## RAW RECORDS:
====

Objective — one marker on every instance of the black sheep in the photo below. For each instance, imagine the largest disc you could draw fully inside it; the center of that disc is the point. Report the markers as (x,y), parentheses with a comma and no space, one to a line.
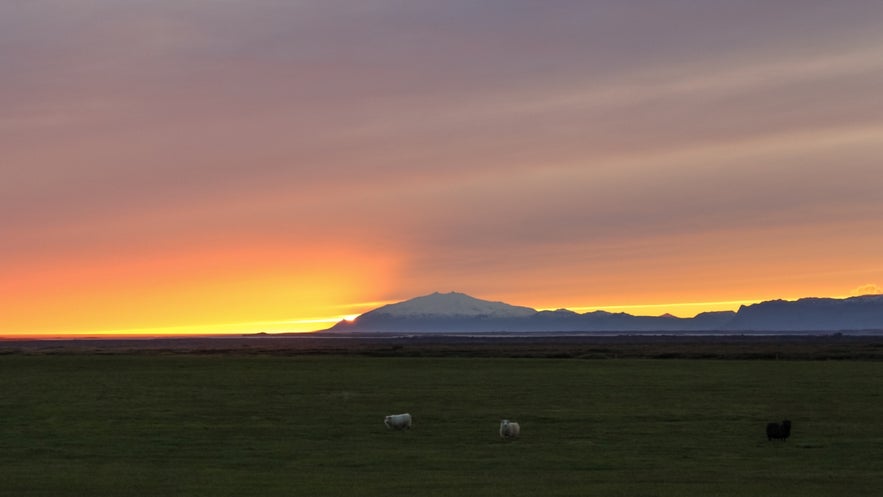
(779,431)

====

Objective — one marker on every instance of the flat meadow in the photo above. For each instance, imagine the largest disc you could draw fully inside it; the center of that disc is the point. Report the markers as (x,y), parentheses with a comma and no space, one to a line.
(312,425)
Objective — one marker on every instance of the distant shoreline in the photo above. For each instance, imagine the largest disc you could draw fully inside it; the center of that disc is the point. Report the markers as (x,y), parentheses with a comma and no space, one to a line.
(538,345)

====

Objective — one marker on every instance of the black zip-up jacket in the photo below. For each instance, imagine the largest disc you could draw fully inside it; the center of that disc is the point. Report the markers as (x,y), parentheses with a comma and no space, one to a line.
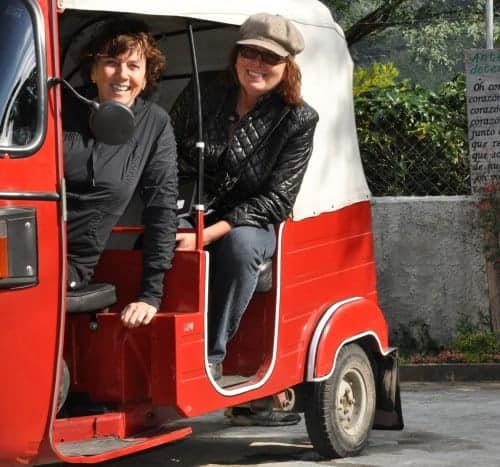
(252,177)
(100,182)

====

Locate each line above that contains the word "sheep", matching case, and copy those lines out in full.

Objective — one marker on every instance of the black sheep in the photo below. For each instance, imagine the largest disc you could draw fully inside it; the center of that disc is the point. Report the markers as (x,y), parentheses with a comma and no space, one to a line.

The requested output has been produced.